Recorded data
*** Block opens ***

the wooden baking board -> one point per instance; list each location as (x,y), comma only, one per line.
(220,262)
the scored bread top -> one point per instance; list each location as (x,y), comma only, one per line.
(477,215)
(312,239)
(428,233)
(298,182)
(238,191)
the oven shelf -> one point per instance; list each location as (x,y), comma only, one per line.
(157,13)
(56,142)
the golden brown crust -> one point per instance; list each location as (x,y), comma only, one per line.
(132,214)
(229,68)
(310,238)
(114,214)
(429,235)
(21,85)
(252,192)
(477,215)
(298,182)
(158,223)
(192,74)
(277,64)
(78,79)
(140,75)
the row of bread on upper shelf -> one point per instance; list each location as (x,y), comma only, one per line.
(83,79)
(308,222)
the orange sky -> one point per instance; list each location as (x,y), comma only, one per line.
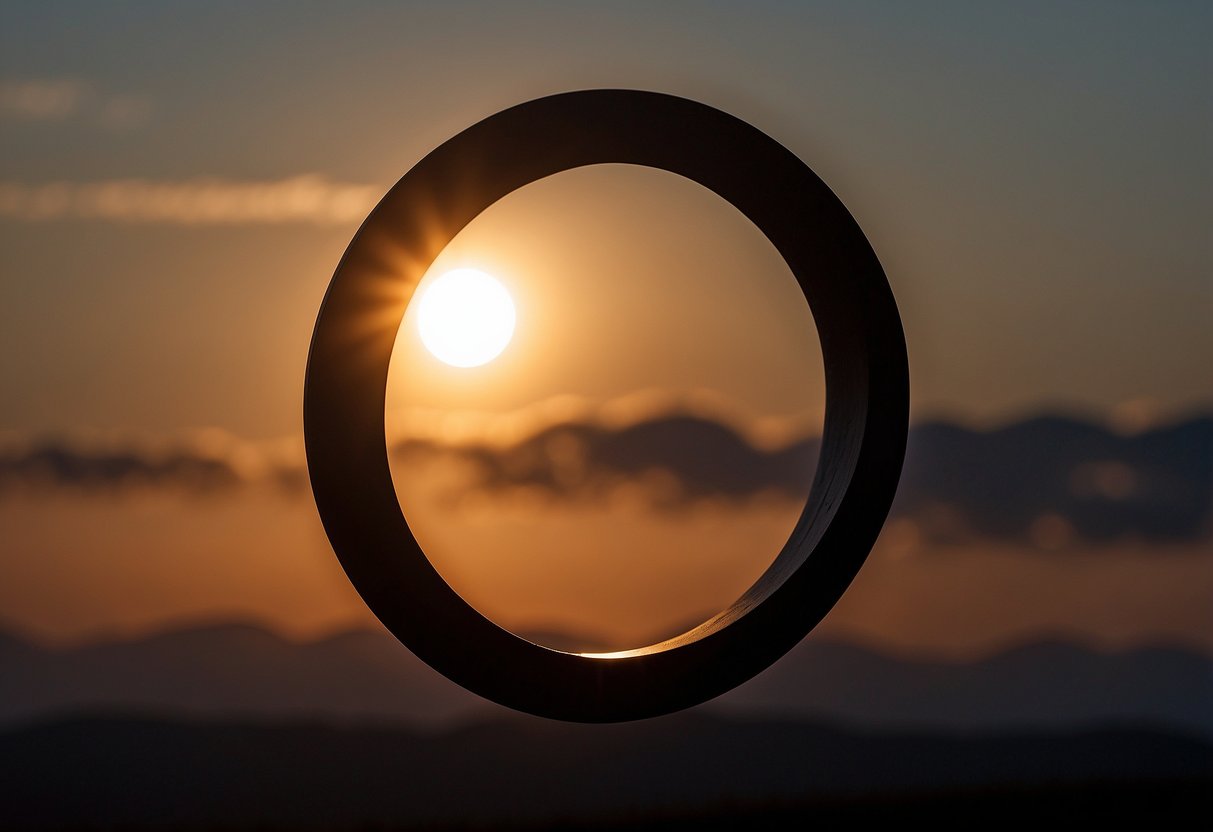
(176,191)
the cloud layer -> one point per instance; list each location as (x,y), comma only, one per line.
(1049,482)
(55,100)
(203,201)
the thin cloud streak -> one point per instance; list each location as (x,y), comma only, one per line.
(61,100)
(201,201)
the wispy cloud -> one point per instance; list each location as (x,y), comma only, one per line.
(1052,482)
(61,100)
(39,100)
(201,201)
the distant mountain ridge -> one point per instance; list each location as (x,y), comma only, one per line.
(157,774)
(243,671)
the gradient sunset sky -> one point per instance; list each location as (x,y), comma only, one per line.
(177,182)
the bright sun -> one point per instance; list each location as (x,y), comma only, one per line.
(466,318)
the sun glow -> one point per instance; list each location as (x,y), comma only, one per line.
(466,318)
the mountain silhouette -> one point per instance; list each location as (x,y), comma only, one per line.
(140,773)
(239,670)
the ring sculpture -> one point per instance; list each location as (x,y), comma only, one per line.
(863,443)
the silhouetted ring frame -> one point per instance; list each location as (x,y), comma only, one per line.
(864,433)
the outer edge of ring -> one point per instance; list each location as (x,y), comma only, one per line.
(863,442)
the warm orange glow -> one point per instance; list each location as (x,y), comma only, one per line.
(466,318)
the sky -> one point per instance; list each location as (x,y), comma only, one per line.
(178,181)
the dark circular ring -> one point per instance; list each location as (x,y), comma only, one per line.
(863,443)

*** Block closes ***

Make an exact copy of the records above, one that has none of the pictures.

### ANSWER FOR THIS EXERCISE
the wooden baking board -> one point per instance; list each location as (x,y), comma only, one per line.
(220,262)
the scored bread top -> one point per instance; list each location as (x,y), comma only, one per line.
(477,215)
(312,239)
(428,233)
(298,182)
(238,191)
the oven shelf -> one point per instance; list each location as (x,y), comma only, one per line.
(157,13)
(56,142)
the golden brown crust -> one point per instance; list each location as (x,y), comma only, one per line.
(132,214)
(229,68)
(310,238)
(114,214)
(429,235)
(21,85)
(252,192)
(477,215)
(298,182)
(158,223)
(192,74)
(277,64)
(78,79)
(140,75)
the row of bread on upper shelf -> one point per instance; list each location as (x,y), comma only, one per line.
(83,79)
(308,222)
the orange sky -> one point per instance; list each location as (x,y), comma only, one per line.
(176,191)
the cloud layer -> one point per instance; list each location as (x,y), comma only, one per line.
(1049,482)
(55,100)
(203,201)
the thin cloud streak -> one point per instance; list each location as (x,y), comma only, one per line.
(61,100)
(201,201)
the wispy cloud -> one point per instance; list each location as (x,y), comma only, one per line.
(1052,482)
(61,100)
(39,100)
(201,201)
the distant mountain ridge -> one point per instance; list each location as (x,y), comma only, one per line.
(157,774)
(243,671)
the gradient sunset sky -> one point per instance; list each location as (x,y), comma only, one per line.
(177,182)
the bright sun -> one point per instance; list each location as (x,y), comma only, one per line.
(466,318)
the sun glow -> one point per instance; list each location as (x,y), comma only, one per line.
(466,318)
the mountain silhouette -> one point per instance; list each location as (x,y), comma only, one per line.
(140,773)
(239,670)
the ring sculpture -> one point per instance; list each location as (x,y), comma only, one per line.
(863,443)
the silhouetted ring frame -> one point per instance; list each location as (x,y), comma only, one per line.
(864,433)
the outer edge of ring -> one point per instance; list each location as (x,y), comma only, one per line.
(863,442)
the warm orange glow -> one point per instance; list each location as (x,y), comma only, one per line.
(466,318)
the sky -> one point per instance; list each location as (x,y), comma only, one per line.
(178,181)
the dark circular ring -> one point per instance; list each location as (x,y), comma only, one per line.
(863,443)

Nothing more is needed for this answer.